_TASK DIRECTIONS:_ Convert the records that follow into a JSON list of strings, with each line as its own string and blank lines omitted.

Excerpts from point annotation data
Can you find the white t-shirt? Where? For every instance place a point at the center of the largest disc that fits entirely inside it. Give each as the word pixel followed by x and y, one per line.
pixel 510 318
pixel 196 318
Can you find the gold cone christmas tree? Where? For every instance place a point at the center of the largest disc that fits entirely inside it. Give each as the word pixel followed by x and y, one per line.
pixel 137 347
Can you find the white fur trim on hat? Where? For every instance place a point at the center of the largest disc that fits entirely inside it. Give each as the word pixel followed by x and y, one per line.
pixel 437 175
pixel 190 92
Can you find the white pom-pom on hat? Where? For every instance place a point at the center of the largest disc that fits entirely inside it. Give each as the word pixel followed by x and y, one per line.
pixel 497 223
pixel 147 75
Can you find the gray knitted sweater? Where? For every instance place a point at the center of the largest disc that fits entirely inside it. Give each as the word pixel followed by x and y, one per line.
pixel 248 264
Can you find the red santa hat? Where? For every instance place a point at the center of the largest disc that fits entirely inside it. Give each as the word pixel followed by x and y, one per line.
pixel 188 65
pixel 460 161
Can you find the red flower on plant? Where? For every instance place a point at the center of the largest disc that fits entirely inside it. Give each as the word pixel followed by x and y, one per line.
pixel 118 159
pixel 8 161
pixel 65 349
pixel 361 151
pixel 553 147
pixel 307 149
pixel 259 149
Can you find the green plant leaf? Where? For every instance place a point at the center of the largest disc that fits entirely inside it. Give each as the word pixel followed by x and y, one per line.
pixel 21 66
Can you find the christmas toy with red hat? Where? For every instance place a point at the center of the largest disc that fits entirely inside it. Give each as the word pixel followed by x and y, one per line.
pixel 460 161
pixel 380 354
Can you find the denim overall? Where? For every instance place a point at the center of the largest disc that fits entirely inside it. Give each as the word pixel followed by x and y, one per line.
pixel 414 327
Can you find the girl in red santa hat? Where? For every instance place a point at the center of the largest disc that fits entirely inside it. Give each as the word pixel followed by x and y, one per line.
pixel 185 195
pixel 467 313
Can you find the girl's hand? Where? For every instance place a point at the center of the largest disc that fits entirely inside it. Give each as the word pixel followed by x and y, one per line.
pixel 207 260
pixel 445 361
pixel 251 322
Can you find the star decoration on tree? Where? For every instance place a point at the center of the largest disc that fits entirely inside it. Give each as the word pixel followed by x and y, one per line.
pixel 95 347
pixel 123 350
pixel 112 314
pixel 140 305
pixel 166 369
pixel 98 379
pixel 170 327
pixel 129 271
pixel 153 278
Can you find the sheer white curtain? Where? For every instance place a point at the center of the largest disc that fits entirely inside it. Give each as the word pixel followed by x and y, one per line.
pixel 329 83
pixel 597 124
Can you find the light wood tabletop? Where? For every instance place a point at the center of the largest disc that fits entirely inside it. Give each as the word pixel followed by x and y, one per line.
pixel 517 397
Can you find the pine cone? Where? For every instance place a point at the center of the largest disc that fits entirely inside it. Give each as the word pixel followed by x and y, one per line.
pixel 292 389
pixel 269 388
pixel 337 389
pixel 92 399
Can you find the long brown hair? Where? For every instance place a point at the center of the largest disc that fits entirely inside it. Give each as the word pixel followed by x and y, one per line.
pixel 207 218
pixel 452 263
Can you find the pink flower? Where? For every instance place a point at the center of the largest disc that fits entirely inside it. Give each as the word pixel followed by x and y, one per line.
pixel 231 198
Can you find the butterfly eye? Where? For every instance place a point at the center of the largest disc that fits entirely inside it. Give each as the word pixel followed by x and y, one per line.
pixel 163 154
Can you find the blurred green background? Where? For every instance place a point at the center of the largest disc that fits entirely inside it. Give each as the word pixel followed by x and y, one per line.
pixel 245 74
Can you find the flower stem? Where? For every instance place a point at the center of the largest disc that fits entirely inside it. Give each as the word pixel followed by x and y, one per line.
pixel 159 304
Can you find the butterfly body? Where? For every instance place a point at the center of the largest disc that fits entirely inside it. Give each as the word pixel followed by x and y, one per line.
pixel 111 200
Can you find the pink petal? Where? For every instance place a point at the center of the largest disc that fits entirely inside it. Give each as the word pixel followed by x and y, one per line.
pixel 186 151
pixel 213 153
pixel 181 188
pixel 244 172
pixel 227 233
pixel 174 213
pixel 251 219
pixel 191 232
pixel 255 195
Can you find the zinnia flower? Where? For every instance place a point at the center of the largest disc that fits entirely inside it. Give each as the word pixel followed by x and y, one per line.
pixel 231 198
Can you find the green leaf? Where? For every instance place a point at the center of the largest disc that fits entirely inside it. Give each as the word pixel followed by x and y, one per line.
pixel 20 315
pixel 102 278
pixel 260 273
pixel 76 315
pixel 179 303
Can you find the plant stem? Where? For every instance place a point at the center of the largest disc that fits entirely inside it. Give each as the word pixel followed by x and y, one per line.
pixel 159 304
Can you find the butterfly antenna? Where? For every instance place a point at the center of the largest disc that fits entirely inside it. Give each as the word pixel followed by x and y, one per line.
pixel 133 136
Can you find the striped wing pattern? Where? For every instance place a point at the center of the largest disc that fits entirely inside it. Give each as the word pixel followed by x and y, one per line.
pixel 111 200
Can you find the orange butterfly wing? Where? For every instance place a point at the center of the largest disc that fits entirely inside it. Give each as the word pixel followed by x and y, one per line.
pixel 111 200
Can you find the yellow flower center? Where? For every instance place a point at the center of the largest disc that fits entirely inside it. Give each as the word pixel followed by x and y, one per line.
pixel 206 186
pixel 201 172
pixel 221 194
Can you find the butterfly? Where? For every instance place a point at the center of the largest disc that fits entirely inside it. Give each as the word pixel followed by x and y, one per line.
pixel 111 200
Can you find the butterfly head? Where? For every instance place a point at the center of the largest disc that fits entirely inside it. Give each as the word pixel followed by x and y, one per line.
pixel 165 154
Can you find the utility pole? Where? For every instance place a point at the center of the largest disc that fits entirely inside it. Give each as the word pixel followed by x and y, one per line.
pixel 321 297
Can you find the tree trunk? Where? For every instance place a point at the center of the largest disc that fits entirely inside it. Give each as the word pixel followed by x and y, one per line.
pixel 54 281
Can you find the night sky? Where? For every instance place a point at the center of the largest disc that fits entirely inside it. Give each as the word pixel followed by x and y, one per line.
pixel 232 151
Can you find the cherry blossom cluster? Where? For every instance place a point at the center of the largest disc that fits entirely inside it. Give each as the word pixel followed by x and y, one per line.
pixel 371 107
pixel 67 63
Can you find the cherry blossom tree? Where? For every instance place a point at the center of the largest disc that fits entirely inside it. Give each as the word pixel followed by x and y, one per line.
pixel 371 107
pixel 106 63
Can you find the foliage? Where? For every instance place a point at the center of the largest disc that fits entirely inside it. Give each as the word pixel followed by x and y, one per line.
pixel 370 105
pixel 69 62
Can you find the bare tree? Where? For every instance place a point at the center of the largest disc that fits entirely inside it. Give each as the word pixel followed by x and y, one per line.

_TASK RESULT:_
[
  "Can you find the white t-shirt? Where? For every instance place a point at the center of the largest disc that fits entirely inside it. Give each as the word pixel followed by x and y, one per line.",
  "pixel 510 318",
  "pixel 196 318",
  "Can you find the gold cone christmas tree? Where? For every instance place a point at the center of the largest disc that fits entirely inside it. Give each as the word pixel followed by x and y, one per line.",
  "pixel 137 347",
  "Can you find the white fur trim on hat? Where? For every instance place a point at the center of the largest disc that fits entirely inside it. Give each as the word pixel followed by x and y, one per line.",
  "pixel 437 175",
  "pixel 190 92",
  "Can you find the white pom-pom on hat? Where? For every instance place a point at the center of the largest disc that fits entirely inside it. Give each as the word pixel followed by x and y, one per line.",
  "pixel 497 223",
  "pixel 147 75",
  "Can you find the gray knitted sweater? Where? For every instance place a point at the center of the largest disc that fits entirely inside it. Give each as the word pixel followed by x and y, one per line.",
  "pixel 248 264",
  "Can you find the red santa hat? Where? For every instance place a point at the center of the largest disc that fits entirely inside it. Give each as the word pixel followed by x and y, one per line.",
  "pixel 188 65",
  "pixel 460 161",
  "Can you find the red flower on plant? Where? For every instance place a point at the center of the largest disc that fits entirely inside it. Give each as the word pixel followed by x and y, one per line.",
  "pixel 118 159",
  "pixel 8 161",
  "pixel 65 349",
  "pixel 361 151",
  "pixel 553 147",
  "pixel 307 149",
  "pixel 259 149",
  "Can you find the green plant leaf? Where? For every instance place a point at the center of the largest disc that fits entirely inside it. Give each as the word pixel followed by x and y, one per line.",
  "pixel 21 66",
  "Can you find the christmas toy with red hat? Where? For every instance place a point at the center of the largest disc that fits entirely inside it. Give each as the word pixel followed by x and y, one per line.",
  "pixel 460 161",
  "pixel 380 354",
  "Can you find the denim overall? Where? For every instance place a point at the center of the largest disc that fits entirely inside it. Give each as the word pixel followed by x and y, one per line.",
  "pixel 414 327",
  "Can you find the girl in red santa hat? Where? For every instance place a point at the center of the largest disc that fits entirely inside it. Give each as the word pixel followed by x and y, one per line.",
  "pixel 185 195",
  "pixel 467 313",
  "Can you find the girl's hand? Where? For every instance place a point at the center of the largest disc that fits entirely inside it. Give each as the word pixel followed by x and y, one per line.",
  "pixel 207 260",
  "pixel 445 361",
  "pixel 251 322",
  "Can you find the star decoration on tree? Where? For every instance place a point at the center of the largest disc that fits entirely inside it. Give each as the word pixel followed by x and y, one per line.",
  "pixel 95 347",
  "pixel 123 350",
  "pixel 112 314",
  "pixel 140 305",
  "pixel 166 369",
  "pixel 98 379",
  "pixel 170 327",
  "pixel 129 271",
  "pixel 153 278",
  "Can you find the sheer white curtain? Where? For every instance place a point at the center of the largest disc that fits entirely inside it. Give each as the word pixel followed by x and y, one per line.",
  "pixel 329 83",
  "pixel 597 124",
  "Can you find the light wood tabletop? Where? For every instance place a point at the center of the largest disc that fits entirely inside it. Give each as the word pixel followed by x and y, one per line.",
  "pixel 517 397",
  "Can you find the pine cone? Where? For every instance place a point at the center of the largest disc that fits entirely inside it. Give each as the word pixel followed by x and y, one per line.",
  "pixel 292 389",
  "pixel 269 388",
  "pixel 337 389",
  "pixel 92 399",
  "Can you find the long brown hair? Where? For every instance place a point at the center of the largest disc that fits entirely inside it. Give each as the word pixel followed by x and y, one per line.",
  "pixel 207 218",
  "pixel 452 263",
  "Can you find the pink flower? Where? For every instance place a point at the center of the largest disc that fits entirely inside it. Give each as the word pixel followed by x and y, one per line.",
  "pixel 231 198",
  "Can you find the butterfly eye? Where? For every instance place a point at the center of the largest disc that fits entirely inside it. Give each as the word pixel followed by x and y, one per line.",
  "pixel 163 154",
  "Can you find the blurred green background? Where? For every instance place a point at the center of the largest disc that fits entirely inside it. Give each as the word pixel followed by x and y, one per line.",
  "pixel 245 74",
  "Can you find the flower stem? Where? For every instance place a point at the center of the largest disc that fits entirely inside it. Give each as the word pixel followed by x and y, one per line.",
  "pixel 159 304",
  "Can you find the butterfly body? Where? For every instance place a point at the center of the largest disc that fits entirely inside it. Give each as the word pixel followed by x and y, one per line.",
  "pixel 111 200",
  "Can you find the pink petal? Where? For every instance place a point at the center of the largest disc that fits entirely inside it. Give each as the word pixel followed by x and y, one per line.",
  "pixel 186 151",
  "pixel 213 153",
  "pixel 181 188",
  "pixel 244 172",
  "pixel 227 233",
  "pixel 174 213",
  "pixel 251 219",
  "pixel 191 232",
  "pixel 255 195",
  "Can you find the zinnia flower? Where? For every instance place a point at the center of the largest disc that fits entirely inside it. Give each as the word pixel followed by x and y, one per line.",
  "pixel 231 198",
  "Can you find the green leaf? Where? For every instance place a point at the center of the largest disc that fits entirely inside it. Give each as the word pixel followed by x and y, one per line.",
  "pixel 20 315",
  "pixel 102 278",
  "pixel 260 273",
  "pixel 76 315",
  "pixel 179 303",
  "Can you find the plant stem? Where? For every instance place a point at the center of the largest disc that fits entirely inside it. Give each as the word pixel followed by x and y, one per line.",
  "pixel 159 304",
  "Can you find the butterfly antenna? Where? For every instance place a point at the center of the largest disc that fits entirely inside it. Give each as the word pixel followed by x and y, one per line.",
  "pixel 133 136",
  "Can you find the striped wing pattern? Where? For every instance place a point at the center of the largest disc that fits entirely inside it. Give each as the word pixel followed by x and y, one per line.",
  "pixel 111 200",
  "Can you find the orange butterfly wing? Where? For every instance place a point at the center of the largest disc that fits entirely inside it. Give each as the word pixel followed by x and y, one per line.",
  "pixel 111 200",
  "Can you find the yellow flower center? Where? For every instance place a point at the center of the largest disc that fits entirely inside it. Give each as the word pixel followed by x and y, one per line.",
  "pixel 206 186",
  "pixel 201 172",
  "pixel 221 194",
  "Can you find the butterfly? Where? For every instance place a point at the center of the largest disc that fits entirely inside it. Give each as the word pixel followed by x and y, one per line.",
  "pixel 111 200",
  "Can you find the butterfly head? Where? For every instance place a point at the center of the largest disc that fits entirely inside it. Give each as the word pixel followed by x and y, one per line.",
  "pixel 165 154",
  "Can you find the utility pole? Where? For every instance place a point at the center of the largest disc that fits entirely inside it. Give each as the word pixel followed by x and y, one per line.",
  "pixel 321 297",
  "Can you find the tree trunk? Where? For every instance place a point at the center of the largest disc that fits entirely inside it. Give each as the word pixel followed by x and y, one per line.",
  "pixel 54 281",
  "Can you find the night sky? Where? For every instance place a point at the center of the largest disc that fits entirely inside it. Give each as the word pixel followed by x and y, one per line.",
  "pixel 232 151",
  "Can you find the cherry blossom cluster? Where? For every instance place a point at the center of the largest disc that fits entirely inside it. Give each as the word pixel followed by x and y, one per line.",
  "pixel 371 107",
  "pixel 67 63",
  "Can you find the cherry blossom tree? Where? For every instance place a point at the center of the largest disc that fits entirely inside it. Give each as the word pixel followed by x and y, one per line.",
  "pixel 371 107",
  "pixel 106 63",
  "Can you find the foliage? Where? For every instance place a point at the center of the largest disc that fits entirely inside it. Give each as the word pixel followed by x and y, one per line.",
  "pixel 370 105",
  "pixel 69 62",
  "Can you find the bare tree? Where? For every instance place a point at the center of the largest disc that fits entirely inside it. Give each as the word pixel followed by x and y, one per line."
]